Data records
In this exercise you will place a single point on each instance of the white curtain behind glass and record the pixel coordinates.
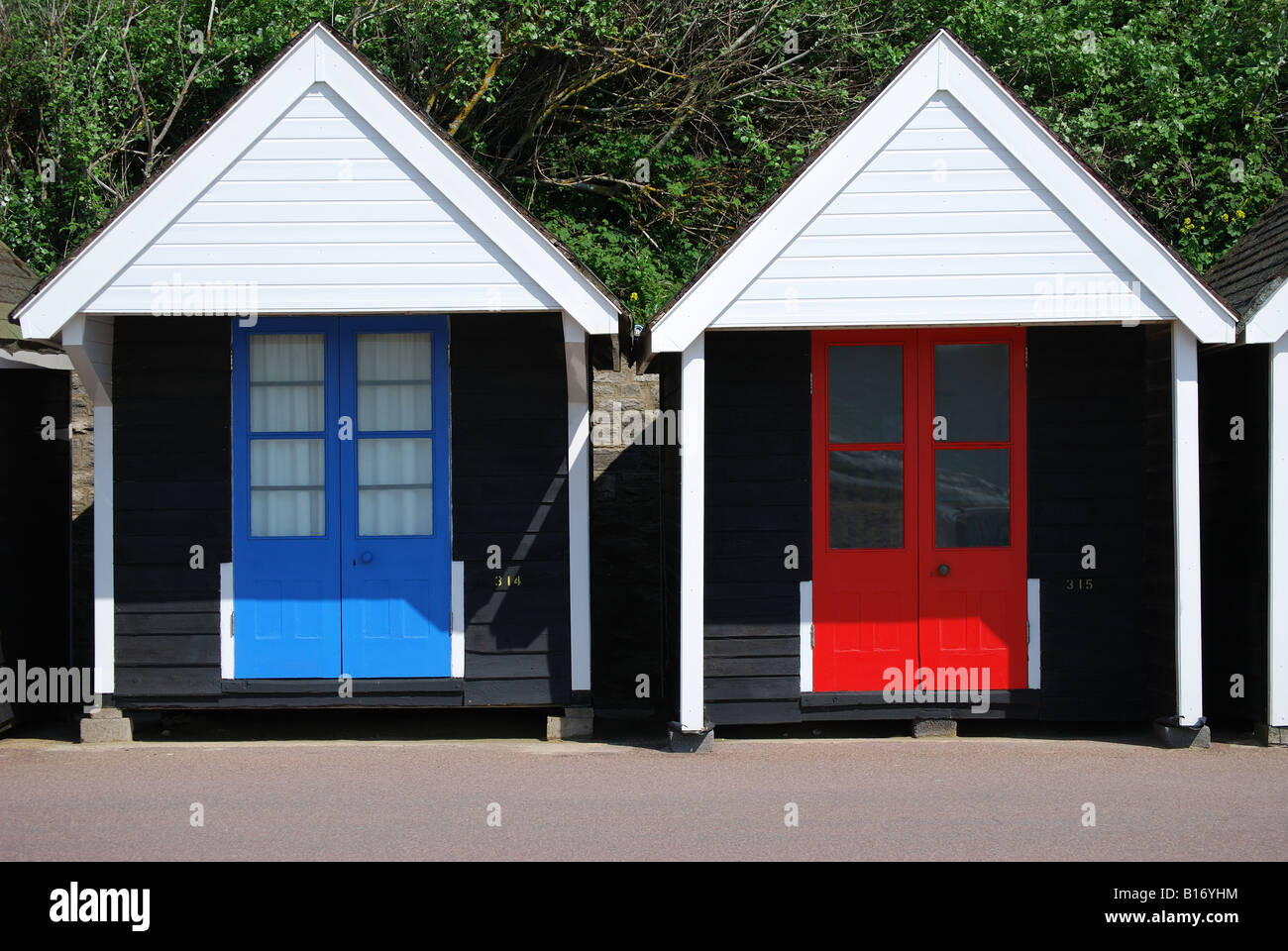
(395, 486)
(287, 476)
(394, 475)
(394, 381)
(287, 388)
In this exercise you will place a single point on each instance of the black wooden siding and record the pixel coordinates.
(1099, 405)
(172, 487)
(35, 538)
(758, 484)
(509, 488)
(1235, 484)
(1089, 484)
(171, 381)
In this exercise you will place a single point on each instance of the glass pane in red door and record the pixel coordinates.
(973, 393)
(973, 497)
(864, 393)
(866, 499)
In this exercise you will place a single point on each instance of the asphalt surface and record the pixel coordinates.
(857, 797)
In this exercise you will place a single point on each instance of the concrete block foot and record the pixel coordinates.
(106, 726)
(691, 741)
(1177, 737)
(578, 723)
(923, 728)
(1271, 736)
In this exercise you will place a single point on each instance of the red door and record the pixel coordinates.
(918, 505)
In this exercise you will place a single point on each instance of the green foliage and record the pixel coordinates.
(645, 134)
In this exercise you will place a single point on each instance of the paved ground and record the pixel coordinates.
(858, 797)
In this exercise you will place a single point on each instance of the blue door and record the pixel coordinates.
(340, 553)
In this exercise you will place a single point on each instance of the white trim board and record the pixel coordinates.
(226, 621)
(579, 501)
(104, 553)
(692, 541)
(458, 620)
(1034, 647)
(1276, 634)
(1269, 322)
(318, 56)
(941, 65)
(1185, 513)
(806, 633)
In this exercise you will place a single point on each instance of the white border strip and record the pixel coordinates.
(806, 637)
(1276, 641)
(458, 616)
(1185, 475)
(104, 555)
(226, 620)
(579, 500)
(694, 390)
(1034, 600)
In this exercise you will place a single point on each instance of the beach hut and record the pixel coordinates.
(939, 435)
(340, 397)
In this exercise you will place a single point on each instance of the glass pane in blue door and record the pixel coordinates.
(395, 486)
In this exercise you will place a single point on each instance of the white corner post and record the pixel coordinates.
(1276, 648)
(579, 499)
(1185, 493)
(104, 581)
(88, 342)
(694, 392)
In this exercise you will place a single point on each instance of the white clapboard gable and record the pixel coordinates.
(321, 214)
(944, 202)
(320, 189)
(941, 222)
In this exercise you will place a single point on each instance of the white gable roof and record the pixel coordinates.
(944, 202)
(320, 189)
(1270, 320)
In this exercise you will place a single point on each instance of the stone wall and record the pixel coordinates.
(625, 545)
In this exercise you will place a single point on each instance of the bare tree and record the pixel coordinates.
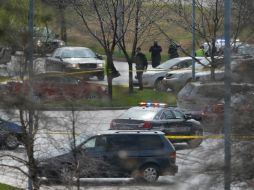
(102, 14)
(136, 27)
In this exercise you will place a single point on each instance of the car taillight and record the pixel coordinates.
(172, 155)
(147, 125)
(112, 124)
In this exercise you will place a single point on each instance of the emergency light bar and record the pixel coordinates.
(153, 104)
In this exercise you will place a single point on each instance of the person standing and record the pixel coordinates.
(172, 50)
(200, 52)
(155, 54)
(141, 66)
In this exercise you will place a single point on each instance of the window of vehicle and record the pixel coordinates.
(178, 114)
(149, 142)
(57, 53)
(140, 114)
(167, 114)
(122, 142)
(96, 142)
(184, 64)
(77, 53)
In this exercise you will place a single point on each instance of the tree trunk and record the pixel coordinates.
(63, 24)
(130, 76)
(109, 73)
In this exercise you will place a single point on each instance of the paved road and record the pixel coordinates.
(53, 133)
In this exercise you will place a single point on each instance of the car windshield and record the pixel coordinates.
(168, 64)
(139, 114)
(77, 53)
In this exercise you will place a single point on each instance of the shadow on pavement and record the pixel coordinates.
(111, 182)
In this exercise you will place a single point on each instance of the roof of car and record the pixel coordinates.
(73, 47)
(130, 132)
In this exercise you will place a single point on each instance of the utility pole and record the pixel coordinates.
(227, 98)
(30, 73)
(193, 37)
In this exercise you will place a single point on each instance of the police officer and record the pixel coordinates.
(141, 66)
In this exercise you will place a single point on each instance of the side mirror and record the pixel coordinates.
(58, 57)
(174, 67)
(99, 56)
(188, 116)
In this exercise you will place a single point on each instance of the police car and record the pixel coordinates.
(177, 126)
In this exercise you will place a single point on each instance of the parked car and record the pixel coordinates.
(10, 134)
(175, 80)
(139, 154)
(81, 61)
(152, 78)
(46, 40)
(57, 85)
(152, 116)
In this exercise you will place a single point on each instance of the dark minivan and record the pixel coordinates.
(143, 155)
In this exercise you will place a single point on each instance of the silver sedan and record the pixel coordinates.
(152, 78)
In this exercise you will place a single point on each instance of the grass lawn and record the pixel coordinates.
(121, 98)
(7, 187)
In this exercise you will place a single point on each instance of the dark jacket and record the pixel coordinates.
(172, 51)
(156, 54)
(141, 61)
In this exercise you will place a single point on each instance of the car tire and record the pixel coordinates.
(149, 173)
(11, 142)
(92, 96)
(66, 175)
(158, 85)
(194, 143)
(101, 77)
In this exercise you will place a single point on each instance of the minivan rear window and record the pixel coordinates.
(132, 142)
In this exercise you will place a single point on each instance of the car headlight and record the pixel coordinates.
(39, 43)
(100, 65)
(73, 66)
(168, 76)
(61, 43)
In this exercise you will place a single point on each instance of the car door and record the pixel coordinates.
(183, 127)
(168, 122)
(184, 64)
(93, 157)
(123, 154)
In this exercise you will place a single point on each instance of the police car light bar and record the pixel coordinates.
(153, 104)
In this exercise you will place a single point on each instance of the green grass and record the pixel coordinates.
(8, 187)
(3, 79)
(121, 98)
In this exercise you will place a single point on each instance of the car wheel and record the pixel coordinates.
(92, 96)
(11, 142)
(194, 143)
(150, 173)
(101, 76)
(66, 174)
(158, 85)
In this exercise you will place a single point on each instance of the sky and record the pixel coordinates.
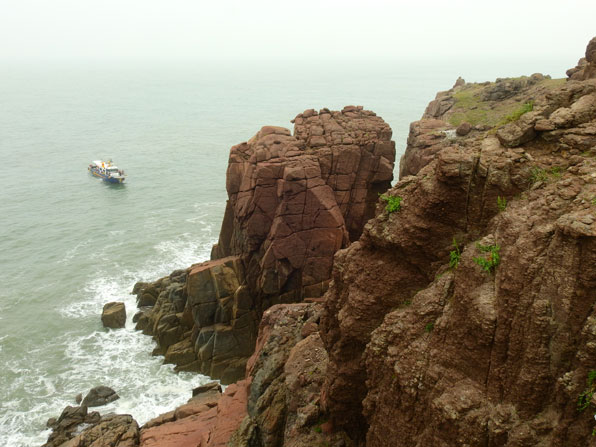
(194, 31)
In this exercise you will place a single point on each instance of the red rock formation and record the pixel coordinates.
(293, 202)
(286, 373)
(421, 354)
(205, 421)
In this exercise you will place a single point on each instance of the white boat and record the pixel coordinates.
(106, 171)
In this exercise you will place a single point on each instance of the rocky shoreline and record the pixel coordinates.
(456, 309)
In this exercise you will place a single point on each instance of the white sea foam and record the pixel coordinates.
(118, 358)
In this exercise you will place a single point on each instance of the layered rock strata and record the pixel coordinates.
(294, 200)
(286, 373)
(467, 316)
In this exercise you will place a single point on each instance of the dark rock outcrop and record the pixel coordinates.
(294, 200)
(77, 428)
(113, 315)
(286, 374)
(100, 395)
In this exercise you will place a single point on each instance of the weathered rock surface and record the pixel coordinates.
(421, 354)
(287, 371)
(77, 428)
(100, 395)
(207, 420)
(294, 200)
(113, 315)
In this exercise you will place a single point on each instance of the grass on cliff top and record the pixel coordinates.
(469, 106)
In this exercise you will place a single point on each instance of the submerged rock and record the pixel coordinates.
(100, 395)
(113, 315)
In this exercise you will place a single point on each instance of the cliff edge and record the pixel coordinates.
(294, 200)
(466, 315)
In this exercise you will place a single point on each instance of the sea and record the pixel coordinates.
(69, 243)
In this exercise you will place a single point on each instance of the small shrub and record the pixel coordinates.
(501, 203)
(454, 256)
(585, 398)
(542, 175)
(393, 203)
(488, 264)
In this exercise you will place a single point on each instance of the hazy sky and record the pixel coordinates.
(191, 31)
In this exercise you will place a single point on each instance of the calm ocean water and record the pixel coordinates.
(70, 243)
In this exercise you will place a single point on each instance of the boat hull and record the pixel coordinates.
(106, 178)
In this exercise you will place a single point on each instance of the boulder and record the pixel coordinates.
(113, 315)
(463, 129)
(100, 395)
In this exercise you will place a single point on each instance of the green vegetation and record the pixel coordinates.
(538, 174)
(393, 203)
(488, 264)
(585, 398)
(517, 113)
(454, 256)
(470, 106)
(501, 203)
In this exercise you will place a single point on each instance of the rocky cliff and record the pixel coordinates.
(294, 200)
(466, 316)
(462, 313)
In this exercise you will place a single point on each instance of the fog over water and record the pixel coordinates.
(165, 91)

---

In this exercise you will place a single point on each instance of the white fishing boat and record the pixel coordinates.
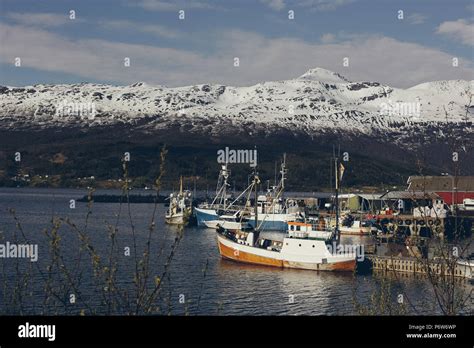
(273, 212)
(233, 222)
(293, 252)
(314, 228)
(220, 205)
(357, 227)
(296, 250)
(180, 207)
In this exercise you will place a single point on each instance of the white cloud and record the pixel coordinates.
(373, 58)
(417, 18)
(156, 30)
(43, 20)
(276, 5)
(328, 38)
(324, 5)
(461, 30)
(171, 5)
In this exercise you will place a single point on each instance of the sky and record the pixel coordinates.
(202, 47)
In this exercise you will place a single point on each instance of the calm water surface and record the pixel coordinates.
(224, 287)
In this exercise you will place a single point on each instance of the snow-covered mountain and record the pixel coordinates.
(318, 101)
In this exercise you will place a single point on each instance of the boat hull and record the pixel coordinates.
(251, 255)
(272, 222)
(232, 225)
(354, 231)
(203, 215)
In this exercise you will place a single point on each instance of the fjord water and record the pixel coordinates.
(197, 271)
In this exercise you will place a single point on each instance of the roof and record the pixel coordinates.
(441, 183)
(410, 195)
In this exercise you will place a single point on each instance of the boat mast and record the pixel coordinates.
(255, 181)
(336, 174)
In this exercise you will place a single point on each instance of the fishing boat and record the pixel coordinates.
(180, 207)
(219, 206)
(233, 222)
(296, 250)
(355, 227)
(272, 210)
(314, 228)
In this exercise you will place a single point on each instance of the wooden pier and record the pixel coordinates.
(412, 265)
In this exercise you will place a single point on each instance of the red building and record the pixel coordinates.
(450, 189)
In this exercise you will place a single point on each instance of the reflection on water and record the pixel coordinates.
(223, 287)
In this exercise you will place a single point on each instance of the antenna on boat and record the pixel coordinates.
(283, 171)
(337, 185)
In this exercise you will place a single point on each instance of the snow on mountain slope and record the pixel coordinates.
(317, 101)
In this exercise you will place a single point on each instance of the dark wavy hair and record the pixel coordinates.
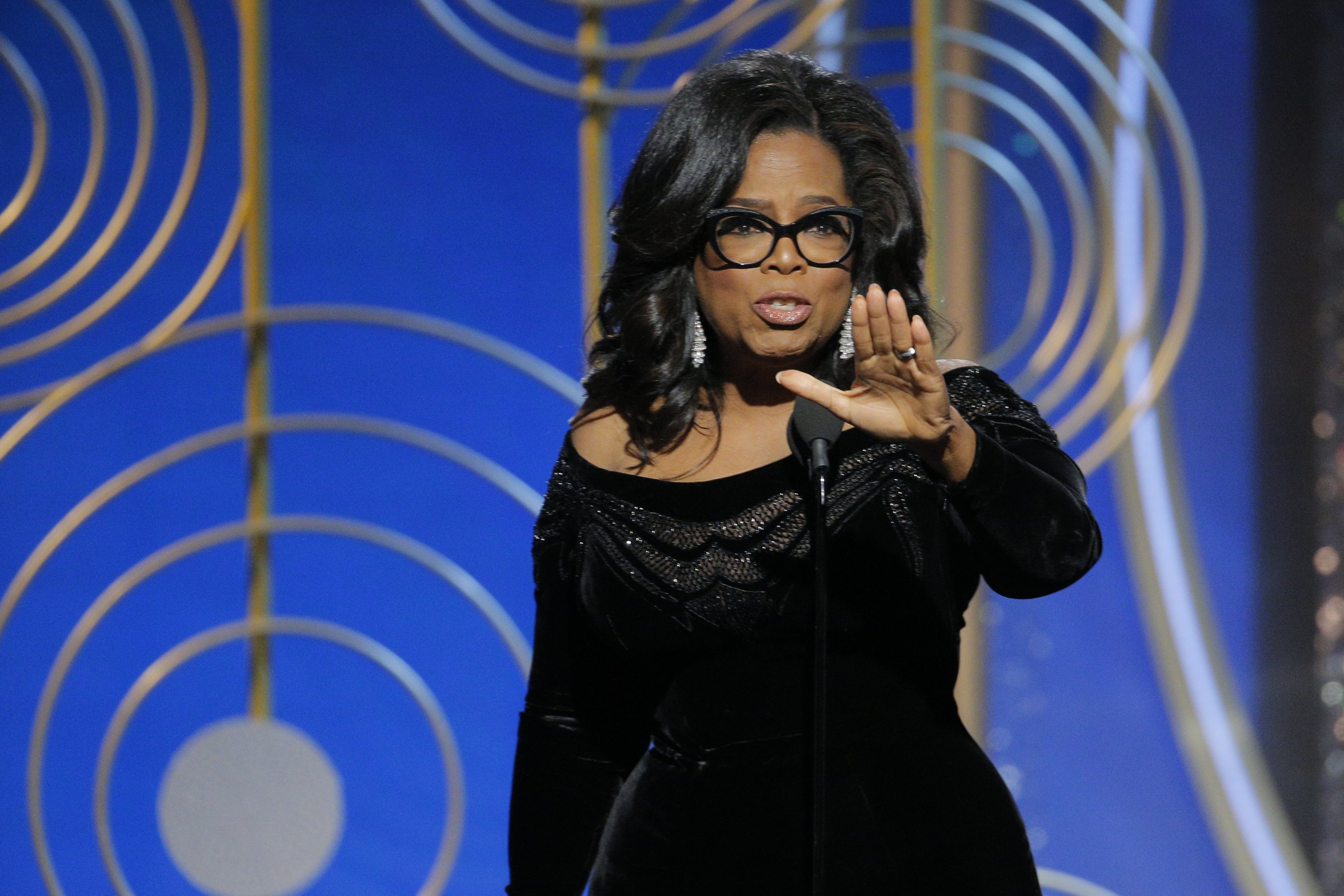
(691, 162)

▸ **EXERCISE TASK**: Return every line in the records above that contains the word "calm".

▸ **EXERCISE ANSWER**:
In this exercise you will place a single point on each instance of the calm ocean water and record the pixel coordinates.
In this exercise you will place a single point on each instance of the calm water surface and record the pixel coordinates.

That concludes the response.